◆ REQUIRED ACTION
Could you reproduce every record below exactly as it stands?

◆ SOURCE MATERIAL
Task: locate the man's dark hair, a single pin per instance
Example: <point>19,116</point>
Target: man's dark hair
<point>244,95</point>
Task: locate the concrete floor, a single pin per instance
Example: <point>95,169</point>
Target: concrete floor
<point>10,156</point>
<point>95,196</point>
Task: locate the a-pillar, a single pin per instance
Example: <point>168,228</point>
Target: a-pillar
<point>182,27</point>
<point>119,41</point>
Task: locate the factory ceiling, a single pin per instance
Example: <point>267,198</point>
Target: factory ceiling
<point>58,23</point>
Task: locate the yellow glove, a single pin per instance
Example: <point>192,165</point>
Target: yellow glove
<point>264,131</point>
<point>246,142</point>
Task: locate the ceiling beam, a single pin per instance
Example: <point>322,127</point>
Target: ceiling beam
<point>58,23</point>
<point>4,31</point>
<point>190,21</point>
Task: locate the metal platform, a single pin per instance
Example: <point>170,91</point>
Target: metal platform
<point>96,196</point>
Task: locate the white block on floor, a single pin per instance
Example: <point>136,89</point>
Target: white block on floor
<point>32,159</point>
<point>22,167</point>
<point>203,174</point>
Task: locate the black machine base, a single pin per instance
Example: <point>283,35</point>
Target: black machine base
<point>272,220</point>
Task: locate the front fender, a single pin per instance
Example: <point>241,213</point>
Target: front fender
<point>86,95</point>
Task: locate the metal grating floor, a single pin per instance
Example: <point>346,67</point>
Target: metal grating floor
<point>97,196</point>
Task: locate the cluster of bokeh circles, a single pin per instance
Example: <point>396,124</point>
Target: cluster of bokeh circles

◆ TASK ANSWER
Task: locate the man's dark hair, a single pin per instance
Example: <point>19,116</point>
Target: man's dark hair
<point>244,95</point>
Task: locate the concrete floor, a single pin per instance
Example: <point>95,169</point>
Target: concrete floor
<point>10,156</point>
<point>95,196</point>
Task: locate the a-pillar, a single pin per instance
Example: <point>168,228</point>
Target: a-pillar
<point>182,27</point>
<point>119,41</point>
Task: locate the factory ceiling, a single pin per instance
Example: <point>267,198</point>
Target: factory ceiling
<point>58,23</point>
Task: locate the yellow glove, a single pin per instance
Example: <point>192,165</point>
Target: yellow glove
<point>264,131</point>
<point>246,142</point>
Task: locate the ceiling beam, a single pin per instance
Example: <point>322,127</point>
Target: ceiling beam
<point>58,23</point>
<point>4,31</point>
<point>190,21</point>
Task: locate the metal platform, a single pin per instance
Example: <point>170,91</point>
Target: metal platform
<point>96,196</point>
Task: locate the white block on floor, a single pin per instance
Example: <point>136,89</point>
Target: white block on floor
<point>32,159</point>
<point>22,167</point>
<point>203,174</point>
Task: locate the black machine base, a single pin per instance
Example: <point>283,35</point>
Target: black machine base
<point>272,220</point>
Task: locate the front fender, a single pin per instance
Example: <point>241,213</point>
Target: front fender
<point>86,95</point>
Task: locate the metal grating floor, a single pin per instance
Example: <point>346,67</point>
Target: metal grating floor
<point>97,196</point>
Task: locate the cluster of bokeh circles, a single pin per instance
Example: <point>396,124</point>
Target: cluster of bokeh circles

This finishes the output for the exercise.